Pointing dataset excerpts
--------------------------------------------------
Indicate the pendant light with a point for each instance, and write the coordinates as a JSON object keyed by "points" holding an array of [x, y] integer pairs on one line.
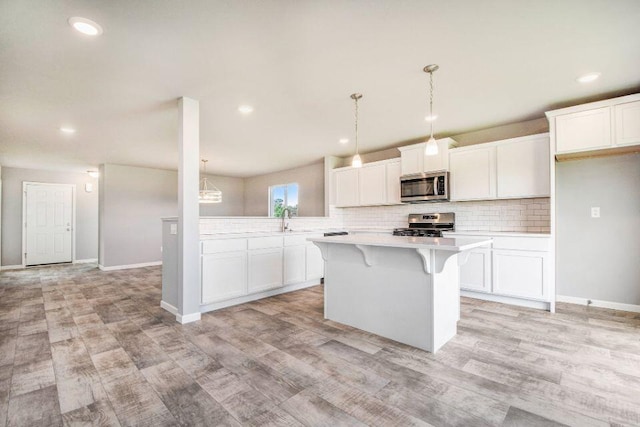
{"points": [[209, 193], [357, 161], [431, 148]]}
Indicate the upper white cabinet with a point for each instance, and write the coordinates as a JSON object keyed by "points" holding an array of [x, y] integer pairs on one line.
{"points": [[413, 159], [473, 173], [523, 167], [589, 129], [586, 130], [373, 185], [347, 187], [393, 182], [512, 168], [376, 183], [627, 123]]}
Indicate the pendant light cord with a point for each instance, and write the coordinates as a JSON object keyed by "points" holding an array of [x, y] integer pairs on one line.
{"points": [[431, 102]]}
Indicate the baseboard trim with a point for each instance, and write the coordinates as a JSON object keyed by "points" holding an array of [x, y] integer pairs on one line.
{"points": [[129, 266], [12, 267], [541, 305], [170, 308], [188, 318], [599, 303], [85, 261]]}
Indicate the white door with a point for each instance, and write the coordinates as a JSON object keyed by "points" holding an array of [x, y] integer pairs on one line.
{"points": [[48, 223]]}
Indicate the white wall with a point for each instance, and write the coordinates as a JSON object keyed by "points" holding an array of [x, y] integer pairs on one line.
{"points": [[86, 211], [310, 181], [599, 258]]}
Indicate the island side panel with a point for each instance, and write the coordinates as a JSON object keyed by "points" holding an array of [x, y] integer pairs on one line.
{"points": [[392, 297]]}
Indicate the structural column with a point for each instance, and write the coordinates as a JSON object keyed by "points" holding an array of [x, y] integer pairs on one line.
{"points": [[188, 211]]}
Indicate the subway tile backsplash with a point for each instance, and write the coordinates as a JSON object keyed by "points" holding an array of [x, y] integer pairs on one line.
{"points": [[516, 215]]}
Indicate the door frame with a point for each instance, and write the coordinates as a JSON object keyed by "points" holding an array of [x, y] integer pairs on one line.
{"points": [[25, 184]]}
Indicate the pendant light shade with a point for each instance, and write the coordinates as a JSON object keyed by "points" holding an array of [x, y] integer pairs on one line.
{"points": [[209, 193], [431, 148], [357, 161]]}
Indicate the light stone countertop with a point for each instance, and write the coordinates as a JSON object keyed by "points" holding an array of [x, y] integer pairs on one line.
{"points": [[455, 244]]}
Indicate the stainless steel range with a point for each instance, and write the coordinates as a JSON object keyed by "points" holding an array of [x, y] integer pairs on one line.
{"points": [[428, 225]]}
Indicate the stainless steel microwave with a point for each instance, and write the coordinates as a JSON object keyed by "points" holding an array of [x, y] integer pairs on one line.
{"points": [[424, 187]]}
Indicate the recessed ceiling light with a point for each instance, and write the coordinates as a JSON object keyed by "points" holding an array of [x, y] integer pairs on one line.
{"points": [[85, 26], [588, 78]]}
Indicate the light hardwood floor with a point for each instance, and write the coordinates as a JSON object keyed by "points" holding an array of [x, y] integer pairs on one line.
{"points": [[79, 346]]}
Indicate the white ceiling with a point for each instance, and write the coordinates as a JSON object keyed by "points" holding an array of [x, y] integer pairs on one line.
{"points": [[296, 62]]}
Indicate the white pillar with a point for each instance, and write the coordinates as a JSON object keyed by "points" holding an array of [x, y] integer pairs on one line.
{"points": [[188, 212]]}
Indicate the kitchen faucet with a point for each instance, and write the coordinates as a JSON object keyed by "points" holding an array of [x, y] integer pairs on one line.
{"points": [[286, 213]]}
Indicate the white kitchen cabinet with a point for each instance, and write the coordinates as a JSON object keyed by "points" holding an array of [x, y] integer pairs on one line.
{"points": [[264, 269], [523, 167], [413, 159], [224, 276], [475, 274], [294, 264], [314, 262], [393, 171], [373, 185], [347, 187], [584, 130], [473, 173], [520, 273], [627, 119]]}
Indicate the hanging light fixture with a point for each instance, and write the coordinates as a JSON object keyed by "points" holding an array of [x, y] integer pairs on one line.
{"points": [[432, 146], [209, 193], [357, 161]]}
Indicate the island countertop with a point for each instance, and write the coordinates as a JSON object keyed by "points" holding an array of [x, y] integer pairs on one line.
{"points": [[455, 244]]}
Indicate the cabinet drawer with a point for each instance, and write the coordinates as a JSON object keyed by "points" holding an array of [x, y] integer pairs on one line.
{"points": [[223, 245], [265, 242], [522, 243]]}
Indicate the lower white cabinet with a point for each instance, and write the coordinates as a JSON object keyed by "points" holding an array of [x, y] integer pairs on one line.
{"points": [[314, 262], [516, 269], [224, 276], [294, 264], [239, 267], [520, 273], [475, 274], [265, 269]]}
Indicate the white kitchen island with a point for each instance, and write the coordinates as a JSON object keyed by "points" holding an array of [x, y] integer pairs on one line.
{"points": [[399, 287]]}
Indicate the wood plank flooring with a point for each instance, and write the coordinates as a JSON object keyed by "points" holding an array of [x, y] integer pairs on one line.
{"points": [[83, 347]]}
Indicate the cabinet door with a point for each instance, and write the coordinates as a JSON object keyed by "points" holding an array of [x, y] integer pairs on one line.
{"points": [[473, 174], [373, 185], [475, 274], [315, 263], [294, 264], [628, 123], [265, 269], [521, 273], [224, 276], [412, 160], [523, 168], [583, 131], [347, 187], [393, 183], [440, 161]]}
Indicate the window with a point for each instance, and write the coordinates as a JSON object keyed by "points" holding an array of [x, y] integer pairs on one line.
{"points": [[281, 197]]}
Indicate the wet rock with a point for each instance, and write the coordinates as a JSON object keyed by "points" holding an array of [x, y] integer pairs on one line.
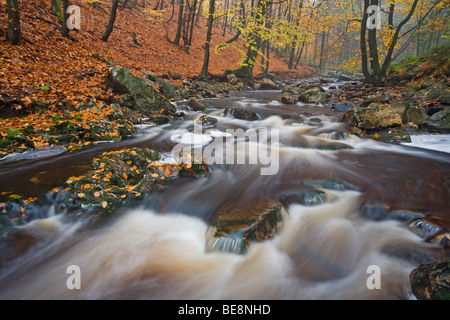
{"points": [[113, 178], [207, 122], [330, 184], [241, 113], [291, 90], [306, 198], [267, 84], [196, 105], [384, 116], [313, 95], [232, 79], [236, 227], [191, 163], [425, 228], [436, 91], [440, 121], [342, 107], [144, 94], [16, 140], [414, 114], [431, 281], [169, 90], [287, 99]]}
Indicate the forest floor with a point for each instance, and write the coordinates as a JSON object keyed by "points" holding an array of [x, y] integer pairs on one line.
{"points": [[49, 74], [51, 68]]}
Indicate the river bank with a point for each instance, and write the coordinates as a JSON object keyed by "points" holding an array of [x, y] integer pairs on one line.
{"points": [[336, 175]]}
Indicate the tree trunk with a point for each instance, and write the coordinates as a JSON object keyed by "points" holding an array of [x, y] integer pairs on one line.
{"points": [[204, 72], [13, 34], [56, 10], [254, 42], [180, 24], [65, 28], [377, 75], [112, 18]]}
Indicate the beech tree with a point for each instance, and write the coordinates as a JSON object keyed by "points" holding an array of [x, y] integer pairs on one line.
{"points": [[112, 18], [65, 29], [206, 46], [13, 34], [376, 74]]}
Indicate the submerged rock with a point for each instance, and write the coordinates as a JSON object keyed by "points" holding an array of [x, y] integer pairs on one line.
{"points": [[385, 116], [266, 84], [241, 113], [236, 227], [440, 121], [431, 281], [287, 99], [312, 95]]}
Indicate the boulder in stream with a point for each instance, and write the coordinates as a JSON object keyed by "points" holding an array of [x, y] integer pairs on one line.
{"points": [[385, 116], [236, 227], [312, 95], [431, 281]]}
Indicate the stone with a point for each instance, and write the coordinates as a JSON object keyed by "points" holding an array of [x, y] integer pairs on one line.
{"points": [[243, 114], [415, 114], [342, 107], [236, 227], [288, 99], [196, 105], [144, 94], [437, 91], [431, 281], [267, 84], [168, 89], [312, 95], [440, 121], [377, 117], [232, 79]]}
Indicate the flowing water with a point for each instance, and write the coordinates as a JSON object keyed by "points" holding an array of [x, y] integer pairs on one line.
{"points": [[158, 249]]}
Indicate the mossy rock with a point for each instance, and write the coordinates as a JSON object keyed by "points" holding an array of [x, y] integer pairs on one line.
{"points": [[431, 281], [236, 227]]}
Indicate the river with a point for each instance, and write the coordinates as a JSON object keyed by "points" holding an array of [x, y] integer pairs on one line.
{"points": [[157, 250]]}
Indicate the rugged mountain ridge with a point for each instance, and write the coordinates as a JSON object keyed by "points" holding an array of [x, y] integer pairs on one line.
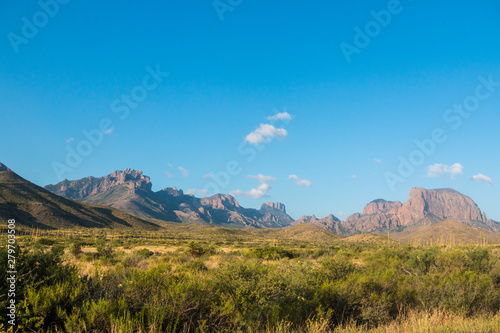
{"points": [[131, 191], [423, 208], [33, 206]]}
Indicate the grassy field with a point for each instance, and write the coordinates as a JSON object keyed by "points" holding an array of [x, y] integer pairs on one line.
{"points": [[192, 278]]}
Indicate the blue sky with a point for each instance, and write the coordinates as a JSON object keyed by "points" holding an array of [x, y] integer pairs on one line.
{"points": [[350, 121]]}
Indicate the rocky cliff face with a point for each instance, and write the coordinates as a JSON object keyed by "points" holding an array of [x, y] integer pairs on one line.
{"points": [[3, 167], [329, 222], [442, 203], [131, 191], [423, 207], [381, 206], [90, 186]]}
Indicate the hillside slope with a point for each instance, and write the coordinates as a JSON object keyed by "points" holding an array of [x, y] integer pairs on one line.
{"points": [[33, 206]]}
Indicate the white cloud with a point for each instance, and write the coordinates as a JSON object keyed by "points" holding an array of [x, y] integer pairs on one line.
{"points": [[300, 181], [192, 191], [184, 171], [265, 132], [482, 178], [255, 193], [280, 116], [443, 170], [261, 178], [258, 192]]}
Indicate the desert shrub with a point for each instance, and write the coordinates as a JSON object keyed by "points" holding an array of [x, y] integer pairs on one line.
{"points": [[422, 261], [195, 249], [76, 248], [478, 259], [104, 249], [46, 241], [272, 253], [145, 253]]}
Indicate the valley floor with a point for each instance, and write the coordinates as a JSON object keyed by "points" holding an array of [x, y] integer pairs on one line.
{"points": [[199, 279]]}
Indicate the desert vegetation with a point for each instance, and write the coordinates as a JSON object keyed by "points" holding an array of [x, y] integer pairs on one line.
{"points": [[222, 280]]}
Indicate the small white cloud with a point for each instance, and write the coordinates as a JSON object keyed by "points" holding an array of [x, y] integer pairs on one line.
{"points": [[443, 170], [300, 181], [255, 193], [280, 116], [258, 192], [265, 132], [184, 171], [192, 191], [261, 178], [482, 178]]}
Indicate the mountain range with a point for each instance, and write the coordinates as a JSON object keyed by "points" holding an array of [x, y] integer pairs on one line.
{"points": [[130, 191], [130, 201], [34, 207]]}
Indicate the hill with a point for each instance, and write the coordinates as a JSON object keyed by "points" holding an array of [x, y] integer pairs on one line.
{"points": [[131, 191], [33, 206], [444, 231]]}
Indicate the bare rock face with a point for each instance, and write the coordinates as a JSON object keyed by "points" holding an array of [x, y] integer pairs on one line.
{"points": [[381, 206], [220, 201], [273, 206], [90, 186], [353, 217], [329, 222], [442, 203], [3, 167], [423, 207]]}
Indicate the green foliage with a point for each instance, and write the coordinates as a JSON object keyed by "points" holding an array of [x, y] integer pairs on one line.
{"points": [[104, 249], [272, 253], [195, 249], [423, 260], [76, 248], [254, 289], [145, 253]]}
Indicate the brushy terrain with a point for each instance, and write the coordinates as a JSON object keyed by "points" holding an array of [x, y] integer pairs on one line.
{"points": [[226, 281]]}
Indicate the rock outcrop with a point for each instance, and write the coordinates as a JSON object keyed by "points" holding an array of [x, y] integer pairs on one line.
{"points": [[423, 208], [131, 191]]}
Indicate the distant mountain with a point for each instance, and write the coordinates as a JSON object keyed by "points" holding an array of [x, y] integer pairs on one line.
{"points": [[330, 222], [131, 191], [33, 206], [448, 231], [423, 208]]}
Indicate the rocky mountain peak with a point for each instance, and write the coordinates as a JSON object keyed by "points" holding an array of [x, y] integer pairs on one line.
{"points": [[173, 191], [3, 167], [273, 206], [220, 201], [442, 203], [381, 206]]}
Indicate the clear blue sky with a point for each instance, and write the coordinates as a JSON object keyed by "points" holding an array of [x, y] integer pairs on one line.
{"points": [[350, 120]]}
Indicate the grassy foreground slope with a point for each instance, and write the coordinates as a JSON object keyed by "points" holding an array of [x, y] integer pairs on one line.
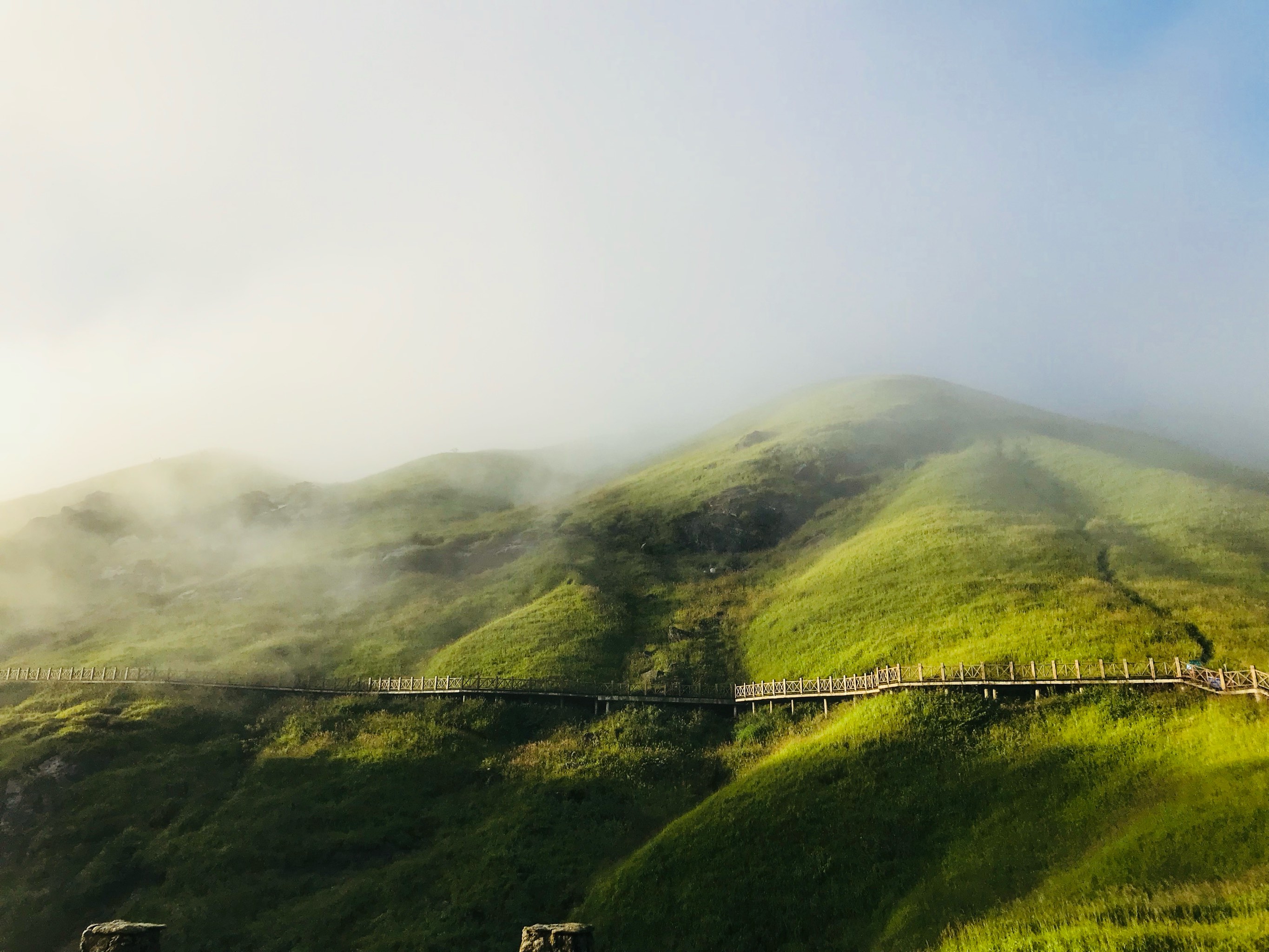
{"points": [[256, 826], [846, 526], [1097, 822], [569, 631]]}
--------------------------------------------------
_EXERCISE REQUIREMENTS_
Arrange the lines of the records as a JSON list of strings, one string per line, starting with the line that contains "Indicate the grassy foreground" and going on through the end of the records. Leave out blank lines and pictures.

_EXERCISE OUTPUT_
[
  "Indicate the grassy foreground slope with a point for each instance, and write the coordinates as a JSON object keyed by \"points\" holding an array of [x, y] integer pairs on one line.",
  "{\"points\": [[256, 826], [846, 526], [1097, 822], [569, 631]]}"
]